▶ [LIST OF TASKS]:
(1) According to the meeting report, why is DNA methylation essential during mouse embryonic development?
(2) Write out a part of the meeting report word for word: begin at the words "Saturday had two" and stop after "in mouse development.".

German Genetics Society Meeting 2009: Session VI
Another guest post by Alex Knoll reporting from the German Genetics Society Meeting in Cologne.
Saturday had two more sessions before the end of the meeting. Irina Stancheva from the Wellcome Trust Centre for Cell Biology at the University of Edinburgh started us into the day with a talk on epigenetics in mouse development.
One form of epigenetic silencing is methylation of cytosine bases in DNA. This is done by DNA methyltransferases like Dnmt1 for maintenance methylation, or Dnmt3a and Dnmt3b for de novo methylation, at CpG sequences enriched at promoters. During mouse embryonic development, DNA methylation is essential, for a loss of either of the DNA methyltransferases is embryonically lethal. Methylation and demethylation during development is surprisingly dynamic, with loss and new gain, and differences between the embryo and the trophectoderm. Besides the Dnmts, there are further proteins involved in the regulation of methylation levels. One interesting protein here is Lsh, a chromatin remodelling ATPase belonging to the SNF2 family. It seems to have a low ATPase activity in vitro, but it cooperates with several known factors like the DNA methyltransferases and Histone deacetylases. With mouse promoter microarrays, Irina Stancheva's group compared wildtype and Lsh knockout cells, and found a reduction in promoter methylation when Lsh is missing. The patterns of DNA methylation observed in Lsh null cells suggest that this protein has a role in developmentally-programmed methylation events in the early mouse embryo.

[Data items]
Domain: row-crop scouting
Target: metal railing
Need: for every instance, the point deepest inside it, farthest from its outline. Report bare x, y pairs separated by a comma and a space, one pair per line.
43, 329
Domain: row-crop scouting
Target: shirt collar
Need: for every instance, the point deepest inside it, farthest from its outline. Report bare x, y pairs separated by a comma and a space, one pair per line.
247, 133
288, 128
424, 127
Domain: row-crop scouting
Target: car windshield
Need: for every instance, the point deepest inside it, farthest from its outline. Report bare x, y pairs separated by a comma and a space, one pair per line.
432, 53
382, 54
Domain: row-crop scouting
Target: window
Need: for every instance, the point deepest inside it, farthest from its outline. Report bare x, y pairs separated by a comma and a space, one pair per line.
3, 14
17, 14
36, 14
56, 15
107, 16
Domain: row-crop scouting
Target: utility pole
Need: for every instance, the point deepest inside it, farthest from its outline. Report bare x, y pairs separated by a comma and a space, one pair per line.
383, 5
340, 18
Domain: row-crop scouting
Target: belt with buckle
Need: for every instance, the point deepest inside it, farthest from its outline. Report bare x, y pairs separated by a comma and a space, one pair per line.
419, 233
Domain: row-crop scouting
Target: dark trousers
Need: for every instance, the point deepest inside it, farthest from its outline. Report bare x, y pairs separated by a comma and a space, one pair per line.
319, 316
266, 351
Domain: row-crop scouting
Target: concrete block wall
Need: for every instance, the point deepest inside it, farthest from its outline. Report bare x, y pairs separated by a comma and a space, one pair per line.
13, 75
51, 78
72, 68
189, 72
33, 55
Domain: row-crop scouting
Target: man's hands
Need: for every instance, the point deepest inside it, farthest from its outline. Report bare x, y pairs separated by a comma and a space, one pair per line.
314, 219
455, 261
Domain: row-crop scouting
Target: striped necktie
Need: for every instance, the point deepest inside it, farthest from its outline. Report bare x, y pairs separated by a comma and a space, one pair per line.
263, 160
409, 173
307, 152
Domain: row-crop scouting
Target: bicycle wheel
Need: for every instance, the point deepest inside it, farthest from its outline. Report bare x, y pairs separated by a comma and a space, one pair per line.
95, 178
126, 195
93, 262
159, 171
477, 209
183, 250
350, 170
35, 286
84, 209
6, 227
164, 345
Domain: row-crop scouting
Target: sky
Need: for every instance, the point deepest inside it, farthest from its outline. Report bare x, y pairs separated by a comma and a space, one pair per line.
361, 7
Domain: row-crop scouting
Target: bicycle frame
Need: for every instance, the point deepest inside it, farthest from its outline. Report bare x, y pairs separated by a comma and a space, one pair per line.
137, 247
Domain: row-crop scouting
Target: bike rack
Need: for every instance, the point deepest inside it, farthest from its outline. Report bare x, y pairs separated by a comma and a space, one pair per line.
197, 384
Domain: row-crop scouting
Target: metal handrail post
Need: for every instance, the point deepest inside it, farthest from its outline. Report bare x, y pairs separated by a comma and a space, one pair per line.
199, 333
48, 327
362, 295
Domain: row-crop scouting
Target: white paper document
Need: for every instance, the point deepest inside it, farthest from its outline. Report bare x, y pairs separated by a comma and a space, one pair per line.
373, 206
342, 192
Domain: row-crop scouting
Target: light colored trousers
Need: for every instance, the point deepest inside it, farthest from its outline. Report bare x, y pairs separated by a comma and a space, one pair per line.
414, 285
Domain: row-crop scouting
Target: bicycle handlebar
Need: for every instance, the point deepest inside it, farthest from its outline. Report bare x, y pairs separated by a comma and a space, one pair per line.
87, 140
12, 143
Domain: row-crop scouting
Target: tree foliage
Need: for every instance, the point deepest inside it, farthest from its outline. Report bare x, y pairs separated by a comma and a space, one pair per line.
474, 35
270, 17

▶ [TASK ANSWERS]:
(1) DNA methylation is essential during mouse embryonic development because losing any one of the DNA methyltransferases is embryonically lethal.

(2)
Saturday had two more sessions before the end of the meeting. Irina Stancheva from the Wellcome Trust Centre for Cell Biology at the University of Edinburgh started us into the day with a talk on epigenetics in mouse development.